RECORDS SUPPLIED:
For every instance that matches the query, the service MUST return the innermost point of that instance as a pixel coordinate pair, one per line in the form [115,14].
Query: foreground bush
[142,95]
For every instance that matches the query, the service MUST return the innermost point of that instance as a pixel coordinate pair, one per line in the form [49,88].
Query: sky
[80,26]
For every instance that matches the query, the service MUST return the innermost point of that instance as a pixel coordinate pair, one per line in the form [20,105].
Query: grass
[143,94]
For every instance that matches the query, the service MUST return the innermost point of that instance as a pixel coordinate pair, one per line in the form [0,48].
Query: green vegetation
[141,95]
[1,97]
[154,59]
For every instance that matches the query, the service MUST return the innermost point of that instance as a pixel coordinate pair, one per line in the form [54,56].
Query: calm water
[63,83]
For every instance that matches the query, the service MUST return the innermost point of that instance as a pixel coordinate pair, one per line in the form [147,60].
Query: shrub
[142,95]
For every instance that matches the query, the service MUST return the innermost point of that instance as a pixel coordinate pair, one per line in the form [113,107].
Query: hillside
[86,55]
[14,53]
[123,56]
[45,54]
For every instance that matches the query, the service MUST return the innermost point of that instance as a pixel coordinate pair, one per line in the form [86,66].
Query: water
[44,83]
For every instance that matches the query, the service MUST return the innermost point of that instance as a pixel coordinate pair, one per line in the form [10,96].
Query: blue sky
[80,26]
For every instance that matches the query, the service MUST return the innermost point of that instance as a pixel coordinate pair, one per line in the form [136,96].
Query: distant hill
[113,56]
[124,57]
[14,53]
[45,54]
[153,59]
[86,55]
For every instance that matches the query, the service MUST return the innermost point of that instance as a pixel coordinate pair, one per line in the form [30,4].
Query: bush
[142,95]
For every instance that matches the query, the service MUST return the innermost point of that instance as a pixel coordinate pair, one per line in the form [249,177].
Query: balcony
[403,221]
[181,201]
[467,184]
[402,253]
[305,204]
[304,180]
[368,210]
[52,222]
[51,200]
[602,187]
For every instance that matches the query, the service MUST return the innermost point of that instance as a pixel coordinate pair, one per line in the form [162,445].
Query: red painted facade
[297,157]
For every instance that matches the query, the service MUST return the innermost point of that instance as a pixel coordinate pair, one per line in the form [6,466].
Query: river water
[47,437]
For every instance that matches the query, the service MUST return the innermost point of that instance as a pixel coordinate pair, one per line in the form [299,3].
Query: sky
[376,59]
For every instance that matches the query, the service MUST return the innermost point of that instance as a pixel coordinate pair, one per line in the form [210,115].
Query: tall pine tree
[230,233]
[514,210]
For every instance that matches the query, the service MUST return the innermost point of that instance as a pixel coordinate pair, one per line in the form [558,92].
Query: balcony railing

WORK REQUEST: Could you return all the data above exactly as it appears?

WORKED SOLUTION:
For every instance that matches the query, the service MUST return the innermost point of that instance as a pixel coordinate pair, one per line in the form [115,14].
Query: foreground bush
[142,95]
For every instance that matches the query, the service MUST return the innermost point of that instance as a pixel coordinate pair, one per line in the form [49,88].
Query: sky
[80,26]
For every instance that matches the query, the service MUST return the innermost point of that instance as a pixel coordinate pair, one per line in the form [20,105].
Query: grass
[143,94]
For every instance that matches the query, the service MUST return the innermost point of that instance as a pixel coordinate pair, one per line in the form [0,48].
Query: green vegetation
[141,95]
[1,97]
[154,59]
For every instance that matches the query, the service MUST return the innermost point of that instance as a pixel coordinate pair, one per line in the form [54,56].
Query: calm water
[63,83]
For every instance that matches the query, the service MUST return the innermost point of that instance as a pixel coordinate pair, one per line in the form [147,60].
Query: shrub
[142,95]
For every instance that matches the query, the service MUST return the innermost point of that instance as a pixel coordinate pair, one per line in the form [113,107].
Query: hillside
[86,55]
[14,53]
[123,56]
[45,54]
For every instance that matches the query, the service MUST return the innermost point of that instance as a pixel coordinate pair, one per line in the form [86,66].
Query: water
[44,83]
For every instance that matches the query, the service MUST return the innermost point of that instance as a pixel coordinate pair, one per line in the form [10,96].
Query: blue sky
[80,26]
For every instance that matches the query, the service MUST return the innermost point of that instance as a pixel coordinate pair, one per line in the form [136,96].
Query: distant hill
[113,56]
[124,57]
[14,53]
[45,54]
[153,59]
[86,55]
For every instance that matches the query, the service MUST return the innermost point of that instance as a pixel coordinate pair, one per line in the form [30,4].
Query: bush
[142,95]
For every instance that matches the query, the service MUST return the innermost point of that instance as a pixel coordinate pair, one per line in the form [249,177].
Query: balcony
[403,221]
[181,201]
[467,184]
[402,253]
[305,204]
[304,180]
[368,210]
[52,222]
[51,200]
[602,187]
For every instance that matches the query, the service MUST return the innermost point of that instance as a pixel coordinate pair, one per line in the form [162,445].
Query: red painted facade
[297,157]
For every instance that matches the query, the service MUST return the innermost point of that instance as a pixel coordinate pair, one per line in the form [6,466].
Query: river water
[47,437]
For every instance that matches the query, the service MUST return the innermost point of that instance as a pixel coordinate pair, one per line in the form [299,3].
Query: sky
[376,59]
For every instance that matches the query, the service MUST return the innermost point of that instance as a pixel coordinate pair, one per line in the form [210,115].
Query: tall pine tree
[230,233]
[514,210]
For every instance that matches the query, the service MUST return the innermost point of that instance as a pixel coordinate pair, one per line in the form [558,92].
Query: balcony railing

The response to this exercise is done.